Give the records again, every one, exactly.

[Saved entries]
.....

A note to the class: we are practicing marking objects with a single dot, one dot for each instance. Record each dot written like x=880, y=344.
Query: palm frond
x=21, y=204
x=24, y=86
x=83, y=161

.....

• Solution below:
A note to the class: we are practicing marking objects with a single dot, one dot for each instance. Record each dot written like x=880, y=344.
Query: palm frond
x=21, y=204
x=24, y=86
x=83, y=161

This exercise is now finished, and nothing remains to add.